[Problem statement] Please return only the lines from the one holding "Return one point per instance of the plant" through the one holding "Return one point per instance of the distant", exactly as they appear in the records below, both ends included.

Referring expression data
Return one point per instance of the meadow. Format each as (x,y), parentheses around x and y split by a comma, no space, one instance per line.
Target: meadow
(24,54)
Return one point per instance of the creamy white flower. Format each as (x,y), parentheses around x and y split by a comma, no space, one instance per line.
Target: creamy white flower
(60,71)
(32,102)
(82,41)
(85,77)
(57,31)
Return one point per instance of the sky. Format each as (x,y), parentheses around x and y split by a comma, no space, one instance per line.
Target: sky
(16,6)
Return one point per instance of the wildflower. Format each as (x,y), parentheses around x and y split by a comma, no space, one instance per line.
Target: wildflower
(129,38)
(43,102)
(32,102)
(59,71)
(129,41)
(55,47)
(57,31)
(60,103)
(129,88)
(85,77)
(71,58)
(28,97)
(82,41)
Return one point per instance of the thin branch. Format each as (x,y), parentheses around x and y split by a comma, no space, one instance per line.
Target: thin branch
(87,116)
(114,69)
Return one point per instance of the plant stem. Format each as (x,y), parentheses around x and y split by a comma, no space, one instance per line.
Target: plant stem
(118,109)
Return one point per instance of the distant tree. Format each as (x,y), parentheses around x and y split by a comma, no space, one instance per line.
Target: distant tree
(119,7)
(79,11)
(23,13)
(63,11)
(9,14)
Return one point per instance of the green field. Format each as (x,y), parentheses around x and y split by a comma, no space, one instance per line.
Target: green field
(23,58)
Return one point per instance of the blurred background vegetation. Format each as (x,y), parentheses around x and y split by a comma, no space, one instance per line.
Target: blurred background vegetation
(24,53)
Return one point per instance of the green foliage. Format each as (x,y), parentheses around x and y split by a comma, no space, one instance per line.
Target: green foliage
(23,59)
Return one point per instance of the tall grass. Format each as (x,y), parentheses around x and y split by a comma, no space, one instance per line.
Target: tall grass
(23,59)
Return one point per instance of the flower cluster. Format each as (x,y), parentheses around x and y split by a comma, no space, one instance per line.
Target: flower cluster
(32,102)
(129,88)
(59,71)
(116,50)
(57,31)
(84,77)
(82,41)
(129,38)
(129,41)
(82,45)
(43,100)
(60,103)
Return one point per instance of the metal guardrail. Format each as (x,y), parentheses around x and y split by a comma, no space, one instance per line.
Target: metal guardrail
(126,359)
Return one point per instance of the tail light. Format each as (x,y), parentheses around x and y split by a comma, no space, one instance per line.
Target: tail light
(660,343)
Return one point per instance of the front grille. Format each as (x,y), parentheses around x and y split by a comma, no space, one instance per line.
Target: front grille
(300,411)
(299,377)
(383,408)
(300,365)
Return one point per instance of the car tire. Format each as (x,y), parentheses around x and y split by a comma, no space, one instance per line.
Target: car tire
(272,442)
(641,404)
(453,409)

---

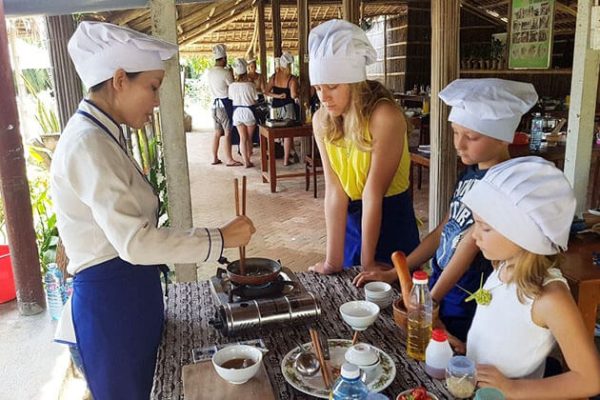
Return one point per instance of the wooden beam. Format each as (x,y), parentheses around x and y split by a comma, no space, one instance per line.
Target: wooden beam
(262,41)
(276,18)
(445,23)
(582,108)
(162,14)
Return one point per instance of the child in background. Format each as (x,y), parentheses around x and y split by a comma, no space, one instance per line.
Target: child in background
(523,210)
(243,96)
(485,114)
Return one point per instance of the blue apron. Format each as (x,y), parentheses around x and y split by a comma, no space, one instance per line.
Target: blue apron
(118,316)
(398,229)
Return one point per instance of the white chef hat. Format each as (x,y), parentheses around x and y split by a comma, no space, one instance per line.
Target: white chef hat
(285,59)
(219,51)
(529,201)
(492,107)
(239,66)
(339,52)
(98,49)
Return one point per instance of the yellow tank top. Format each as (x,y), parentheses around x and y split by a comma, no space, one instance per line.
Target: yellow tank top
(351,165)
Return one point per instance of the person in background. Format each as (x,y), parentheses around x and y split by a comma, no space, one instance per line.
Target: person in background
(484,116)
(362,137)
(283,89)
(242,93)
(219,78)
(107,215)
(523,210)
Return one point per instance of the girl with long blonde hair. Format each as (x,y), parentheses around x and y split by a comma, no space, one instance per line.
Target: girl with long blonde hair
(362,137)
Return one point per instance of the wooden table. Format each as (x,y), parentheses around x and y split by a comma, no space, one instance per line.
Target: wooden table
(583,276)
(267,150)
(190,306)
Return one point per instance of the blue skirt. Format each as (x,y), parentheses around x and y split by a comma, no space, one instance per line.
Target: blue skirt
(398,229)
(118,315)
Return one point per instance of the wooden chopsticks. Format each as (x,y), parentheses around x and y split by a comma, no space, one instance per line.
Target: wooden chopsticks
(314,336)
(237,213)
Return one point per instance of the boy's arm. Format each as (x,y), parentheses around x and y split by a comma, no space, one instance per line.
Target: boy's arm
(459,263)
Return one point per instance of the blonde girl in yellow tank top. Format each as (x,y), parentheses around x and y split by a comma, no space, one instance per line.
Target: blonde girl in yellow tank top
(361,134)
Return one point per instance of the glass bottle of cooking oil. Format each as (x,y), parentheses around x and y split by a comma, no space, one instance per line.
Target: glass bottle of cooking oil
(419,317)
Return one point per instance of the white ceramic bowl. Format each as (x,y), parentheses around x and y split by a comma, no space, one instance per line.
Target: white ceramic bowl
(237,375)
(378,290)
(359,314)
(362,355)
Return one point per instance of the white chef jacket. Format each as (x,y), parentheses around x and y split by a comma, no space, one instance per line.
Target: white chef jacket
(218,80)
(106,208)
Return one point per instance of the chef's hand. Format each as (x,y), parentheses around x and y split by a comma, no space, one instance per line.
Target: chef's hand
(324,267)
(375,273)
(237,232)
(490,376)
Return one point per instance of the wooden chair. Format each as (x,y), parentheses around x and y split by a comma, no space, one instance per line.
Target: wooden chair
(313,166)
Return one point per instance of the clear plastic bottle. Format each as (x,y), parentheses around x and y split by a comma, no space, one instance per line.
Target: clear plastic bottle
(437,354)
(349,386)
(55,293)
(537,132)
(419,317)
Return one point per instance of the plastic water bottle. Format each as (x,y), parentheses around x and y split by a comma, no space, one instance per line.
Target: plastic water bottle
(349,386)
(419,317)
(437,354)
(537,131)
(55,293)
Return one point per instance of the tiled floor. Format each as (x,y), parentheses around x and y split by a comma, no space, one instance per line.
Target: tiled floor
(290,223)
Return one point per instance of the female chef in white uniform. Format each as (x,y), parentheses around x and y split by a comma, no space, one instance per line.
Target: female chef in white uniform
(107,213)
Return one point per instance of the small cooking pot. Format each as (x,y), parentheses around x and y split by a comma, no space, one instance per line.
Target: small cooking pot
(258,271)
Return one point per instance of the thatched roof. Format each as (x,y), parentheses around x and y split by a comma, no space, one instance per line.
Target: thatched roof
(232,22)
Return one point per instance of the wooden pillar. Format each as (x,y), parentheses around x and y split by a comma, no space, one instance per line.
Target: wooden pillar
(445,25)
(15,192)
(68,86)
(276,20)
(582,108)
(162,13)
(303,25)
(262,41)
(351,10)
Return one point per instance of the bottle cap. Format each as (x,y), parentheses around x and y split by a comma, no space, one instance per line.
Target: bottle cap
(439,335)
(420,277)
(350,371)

* * *

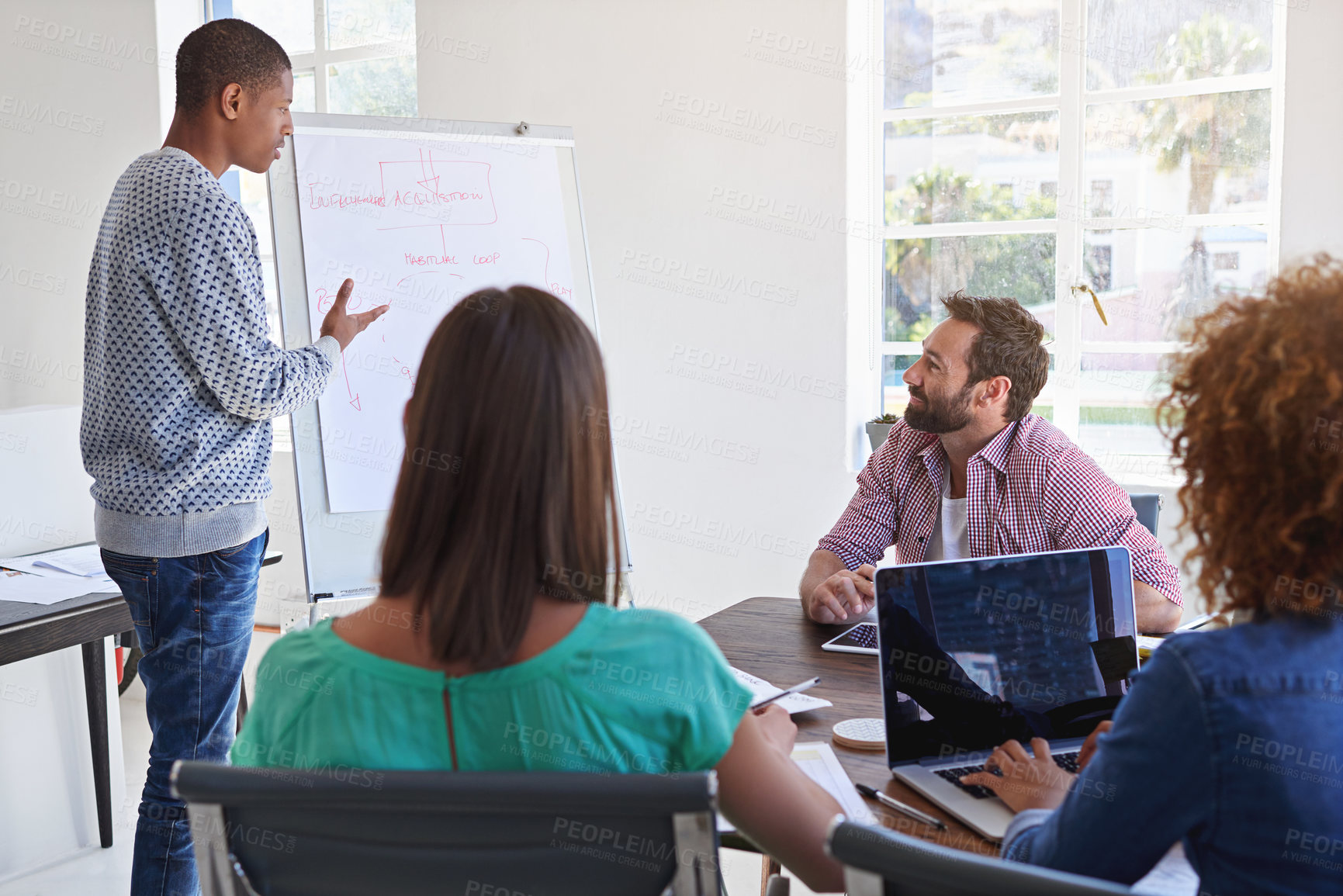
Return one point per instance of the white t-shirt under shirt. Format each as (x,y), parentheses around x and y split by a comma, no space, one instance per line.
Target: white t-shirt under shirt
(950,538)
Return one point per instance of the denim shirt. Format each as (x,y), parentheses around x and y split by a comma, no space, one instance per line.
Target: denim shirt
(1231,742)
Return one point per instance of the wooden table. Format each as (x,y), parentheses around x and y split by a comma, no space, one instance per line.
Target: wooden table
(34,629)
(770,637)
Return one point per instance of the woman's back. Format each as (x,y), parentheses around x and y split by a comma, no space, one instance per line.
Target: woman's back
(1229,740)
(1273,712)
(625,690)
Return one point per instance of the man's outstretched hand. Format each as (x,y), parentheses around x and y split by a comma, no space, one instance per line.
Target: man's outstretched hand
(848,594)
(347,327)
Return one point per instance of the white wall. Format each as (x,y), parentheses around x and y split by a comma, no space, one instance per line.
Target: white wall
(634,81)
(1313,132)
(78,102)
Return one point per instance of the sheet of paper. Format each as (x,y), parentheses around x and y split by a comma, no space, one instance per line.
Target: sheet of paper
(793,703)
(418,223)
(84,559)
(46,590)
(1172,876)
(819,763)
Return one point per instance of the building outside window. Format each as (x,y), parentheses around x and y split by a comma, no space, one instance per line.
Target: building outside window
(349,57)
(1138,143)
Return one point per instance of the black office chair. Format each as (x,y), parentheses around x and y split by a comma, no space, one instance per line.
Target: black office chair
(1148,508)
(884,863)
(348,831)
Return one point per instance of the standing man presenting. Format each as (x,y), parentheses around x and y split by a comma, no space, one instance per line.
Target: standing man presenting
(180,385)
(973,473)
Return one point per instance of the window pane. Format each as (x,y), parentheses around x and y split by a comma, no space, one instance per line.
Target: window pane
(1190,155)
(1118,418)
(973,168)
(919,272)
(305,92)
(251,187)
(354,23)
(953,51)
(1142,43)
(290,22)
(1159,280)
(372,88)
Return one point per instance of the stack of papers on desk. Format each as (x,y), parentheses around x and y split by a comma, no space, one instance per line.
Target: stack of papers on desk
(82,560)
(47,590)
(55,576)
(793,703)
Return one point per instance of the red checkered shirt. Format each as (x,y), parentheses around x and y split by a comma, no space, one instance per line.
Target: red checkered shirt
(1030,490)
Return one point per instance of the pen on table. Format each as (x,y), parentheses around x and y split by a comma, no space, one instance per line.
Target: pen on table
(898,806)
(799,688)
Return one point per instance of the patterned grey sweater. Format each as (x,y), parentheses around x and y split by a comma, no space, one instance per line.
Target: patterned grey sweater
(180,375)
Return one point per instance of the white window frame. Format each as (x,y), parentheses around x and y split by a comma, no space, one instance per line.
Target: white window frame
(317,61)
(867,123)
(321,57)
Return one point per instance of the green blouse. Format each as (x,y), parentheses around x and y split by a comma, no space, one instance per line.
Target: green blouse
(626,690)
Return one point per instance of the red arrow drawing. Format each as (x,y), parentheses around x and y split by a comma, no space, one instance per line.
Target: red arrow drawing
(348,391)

[Task result]
Return one point per instance of the plant stem. Format each as (x,y), parentheses around x and y split by a comma, no space, one instance per line.
Target: plant stem
(118,109)
Return one point per instance of the distant tree. Format each as (x,y), parentheses around x and y split by a comma, no space, one instance per line.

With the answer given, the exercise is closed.